This is an archived article that was published on sltrib.com in 2006, and information in the article may be outdated. It is provided only for personal research purposes and may not be reprinted.
OREM - Jeffrey Nielsen drives a red minivan, but most days he takes the bus.
He goes to his LDS ward in Orem on Sundays. He likes to read and play catch with his two youngest daughters, ages 10 and 12. Lately, he has been hooked on dominoes. Most mornings, he and his 21-year-old son go jogging.
"I'm a pretty boring person," Nielsen concedes.
But that is Nielsen's private self-image. His emerging public persona is anything but boring.
The part-time Brigham Young University philosophy instructor has become the subject of a steady stream of letters to the editor and who knows how many office water-cooler chats since he penned a guest column earlier this month questioning his church's support of a constitutional amendment banning same-sex marriage.
That attention ratcheted up this past week when BYU opted not to rehire Nielsen because his remarks in the June 4 edition of The Salt Lake Tribune publicly opposed leaders of The Church of Jesus Christ of Latter-day Saints on an issue they deem of supreme importance.
Now the spotlight-shy Nielsen is being flooded with even more e-mails. His name is surfacing in even more letters to the editor. And his voice is popping up in radio interviews.
But don't label Nielsen a rebel with a cause.
"I'm not a revolutionary," he says. "I'm a very flawed human being. I'm not a spokesperson for any movement."
Even so, he is speaking out - as a matter of conscience if not convenience.
The 44-year-old father of four not only openly questions LDS leaders on their backing of the marriage amendment, he also criticizes church statements on wedlock.
In addition, he wonders about his church's position on its past denial of priesthood to blacks, its polygamous history, its membership counts and more.

> [EXTRACTED RECORDS]
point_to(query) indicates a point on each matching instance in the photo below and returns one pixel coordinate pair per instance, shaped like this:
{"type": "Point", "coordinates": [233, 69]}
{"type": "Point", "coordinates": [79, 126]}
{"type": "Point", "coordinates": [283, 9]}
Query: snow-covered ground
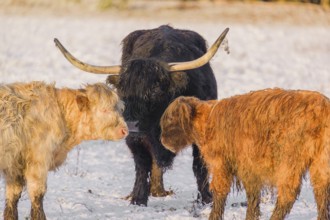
{"type": "Point", "coordinates": [97, 174]}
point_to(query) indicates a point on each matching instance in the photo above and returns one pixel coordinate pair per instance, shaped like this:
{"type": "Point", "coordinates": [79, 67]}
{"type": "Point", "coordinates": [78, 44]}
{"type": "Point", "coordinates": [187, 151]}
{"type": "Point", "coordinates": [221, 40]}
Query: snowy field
{"type": "Point", "coordinates": [97, 174]}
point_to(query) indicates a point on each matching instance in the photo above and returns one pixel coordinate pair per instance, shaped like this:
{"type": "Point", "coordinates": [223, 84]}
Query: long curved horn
{"type": "Point", "coordinates": [180, 66]}
{"type": "Point", "coordinates": [114, 70]}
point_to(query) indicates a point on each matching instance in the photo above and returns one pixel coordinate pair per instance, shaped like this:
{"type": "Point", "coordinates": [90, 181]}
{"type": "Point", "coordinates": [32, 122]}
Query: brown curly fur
{"type": "Point", "coordinates": [264, 138]}
{"type": "Point", "coordinates": [40, 124]}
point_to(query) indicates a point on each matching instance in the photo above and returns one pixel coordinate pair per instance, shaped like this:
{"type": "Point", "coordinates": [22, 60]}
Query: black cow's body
{"type": "Point", "coordinates": [147, 88]}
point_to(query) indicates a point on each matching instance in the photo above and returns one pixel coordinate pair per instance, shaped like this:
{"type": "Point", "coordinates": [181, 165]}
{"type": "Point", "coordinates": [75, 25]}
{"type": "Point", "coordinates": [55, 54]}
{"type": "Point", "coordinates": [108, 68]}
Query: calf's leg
{"type": "Point", "coordinates": [320, 178]}
{"type": "Point", "coordinates": [157, 184]}
{"type": "Point", "coordinates": [14, 187]}
{"type": "Point", "coordinates": [253, 197]}
{"type": "Point", "coordinates": [288, 191]}
{"type": "Point", "coordinates": [36, 179]}
{"type": "Point", "coordinates": [201, 174]}
{"type": "Point", "coordinates": [220, 187]}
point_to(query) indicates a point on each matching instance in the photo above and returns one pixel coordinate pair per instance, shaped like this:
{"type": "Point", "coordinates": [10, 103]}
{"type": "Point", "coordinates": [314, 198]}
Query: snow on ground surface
{"type": "Point", "coordinates": [97, 174]}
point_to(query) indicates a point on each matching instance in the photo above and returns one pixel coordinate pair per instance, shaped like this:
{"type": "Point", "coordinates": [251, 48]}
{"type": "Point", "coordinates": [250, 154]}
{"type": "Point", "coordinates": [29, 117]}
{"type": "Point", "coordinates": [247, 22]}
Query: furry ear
{"type": "Point", "coordinates": [82, 102]}
{"type": "Point", "coordinates": [186, 111]}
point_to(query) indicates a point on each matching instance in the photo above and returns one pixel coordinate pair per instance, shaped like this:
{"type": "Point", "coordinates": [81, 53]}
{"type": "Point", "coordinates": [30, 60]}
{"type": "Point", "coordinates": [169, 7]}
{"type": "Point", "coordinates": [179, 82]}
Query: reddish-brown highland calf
{"type": "Point", "coordinates": [40, 124]}
{"type": "Point", "coordinates": [267, 138]}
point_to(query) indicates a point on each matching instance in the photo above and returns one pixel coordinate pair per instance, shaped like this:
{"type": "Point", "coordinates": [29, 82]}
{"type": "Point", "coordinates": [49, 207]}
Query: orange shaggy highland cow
{"type": "Point", "coordinates": [264, 138]}
{"type": "Point", "coordinates": [40, 124]}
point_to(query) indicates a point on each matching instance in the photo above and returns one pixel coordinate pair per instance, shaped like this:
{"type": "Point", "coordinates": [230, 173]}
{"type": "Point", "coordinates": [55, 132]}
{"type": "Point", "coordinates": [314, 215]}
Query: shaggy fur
{"type": "Point", "coordinates": [147, 88]}
{"type": "Point", "coordinates": [264, 138]}
{"type": "Point", "coordinates": [40, 124]}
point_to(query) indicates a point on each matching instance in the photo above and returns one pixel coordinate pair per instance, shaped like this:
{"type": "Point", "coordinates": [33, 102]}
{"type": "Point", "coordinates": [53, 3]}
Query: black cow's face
{"type": "Point", "coordinates": [145, 87]}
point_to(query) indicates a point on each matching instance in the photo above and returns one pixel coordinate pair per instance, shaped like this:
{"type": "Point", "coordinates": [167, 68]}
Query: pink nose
{"type": "Point", "coordinates": [124, 131]}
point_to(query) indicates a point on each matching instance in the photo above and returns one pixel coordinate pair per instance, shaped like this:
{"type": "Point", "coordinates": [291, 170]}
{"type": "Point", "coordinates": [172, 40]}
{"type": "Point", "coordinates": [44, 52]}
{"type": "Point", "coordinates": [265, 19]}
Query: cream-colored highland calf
{"type": "Point", "coordinates": [267, 138]}
{"type": "Point", "coordinates": [40, 124]}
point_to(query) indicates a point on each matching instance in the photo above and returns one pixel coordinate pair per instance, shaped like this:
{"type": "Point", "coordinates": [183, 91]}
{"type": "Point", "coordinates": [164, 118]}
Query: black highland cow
{"type": "Point", "coordinates": [158, 65]}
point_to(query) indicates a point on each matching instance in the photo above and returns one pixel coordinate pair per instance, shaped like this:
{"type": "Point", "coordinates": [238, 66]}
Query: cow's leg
{"type": "Point", "coordinates": [36, 180]}
{"type": "Point", "coordinates": [157, 185]}
{"type": "Point", "coordinates": [288, 189]}
{"type": "Point", "coordinates": [14, 187]}
{"type": "Point", "coordinates": [201, 175]}
{"type": "Point", "coordinates": [143, 163]}
{"type": "Point", "coordinates": [320, 178]}
{"type": "Point", "coordinates": [220, 187]}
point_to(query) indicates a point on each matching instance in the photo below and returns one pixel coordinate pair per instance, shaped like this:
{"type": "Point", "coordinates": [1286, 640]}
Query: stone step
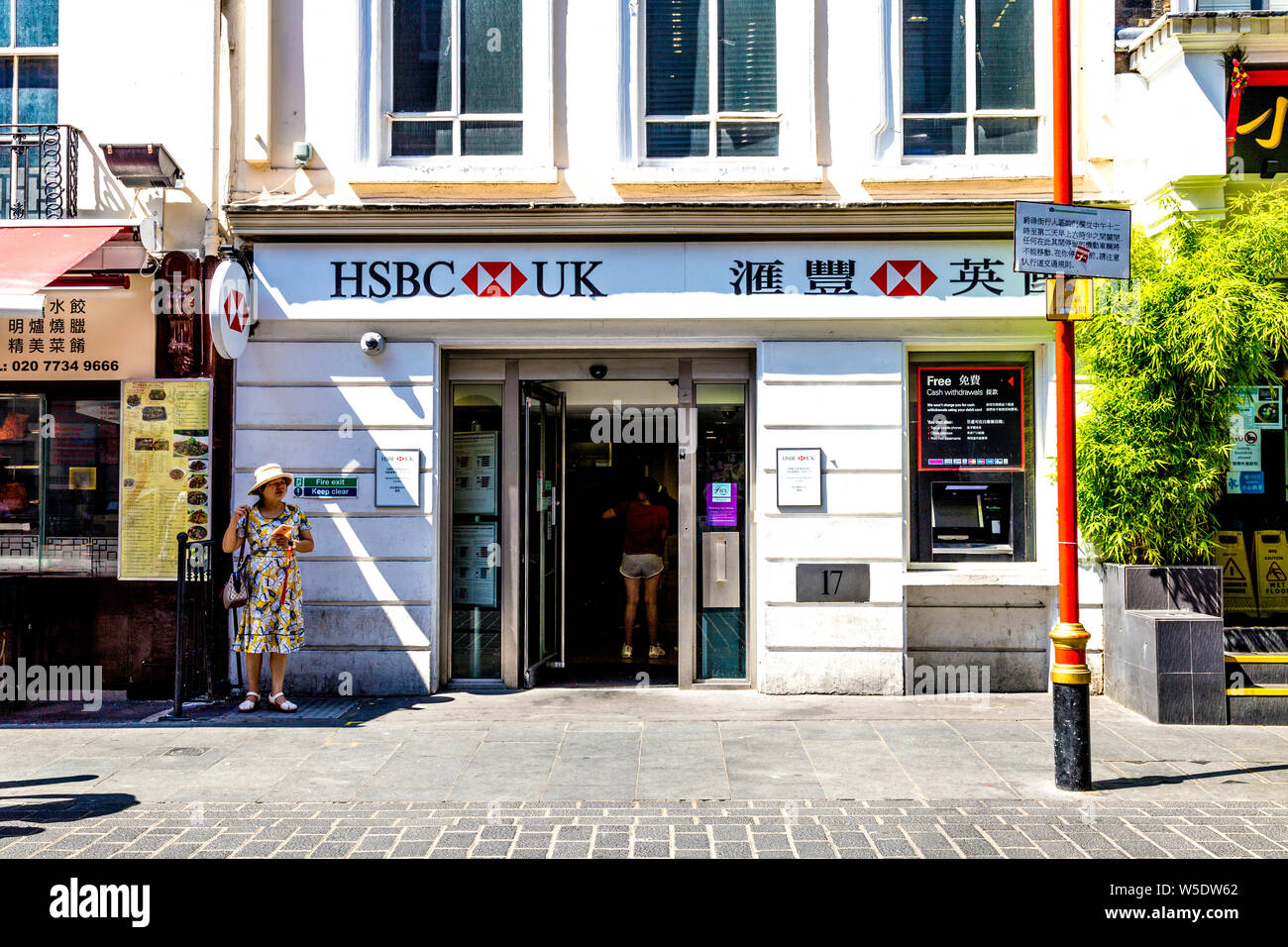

> [YOUR GOAL] Print the article about Jeffrey Nielsen above in full, word for word.

> [TASK ANSWER]
This is an archived article that was published on sltrib.com in 2006, and information in the article may be outdated. It is provided only for personal research purposes and may not be reprinted.
OREM - Jeffrey Nielsen drives a red minivan, but most days he takes the bus.
He goes to his LDS ward in Orem on Sundays. He likes to read and play catch with his two youngest daughters, ages 10 and 12. Lately, he has been hooked on dominoes. Most mornings, he and his 21-year-old son go jogging.
"I'm a pretty boring person," Nielsen concedes.
But that is Nielsen's private self-image. His emerging public persona is anything but boring.
The part-time Brigham Young University philosophy instructor has become the subject of a steady stream of letters to the editor and who knows how many office water-cooler chats since he penned a guest column earlier this month questioning his church's support of a constitutional amendment banning same-sex marriage.
That attention ratcheted up this past week when BYU opted not to rehire Nielsen because his remarks in the June 4 edition of The Salt Lake Tribune publicly opposed leaders of The Church of Jesus Christ of Latter-day Saints on an issue they deem of supreme importance.
Now the spotlight-shy Nielsen is being flooded with even more e-mails. His name is surfacing in even more letters to the editor. And his voice is popping up in radio interviews.
But don't label Nielsen a rebel with a cause.
"I'm not a revolutionary," he says. "I'm a very flawed human being. I'm not a spokesperson for any movement."
Even so, he is speaking out - as a matter of conscience if not convenience.
The 44-year-old father of four not only openly questions LDS leaders on their backing of the marriage amendment, he also criticizes church statements on wedlock.
In addition, he wonders about his church's position on its past denial of priesthood to blacks, its polygamous history, its membership counts and more.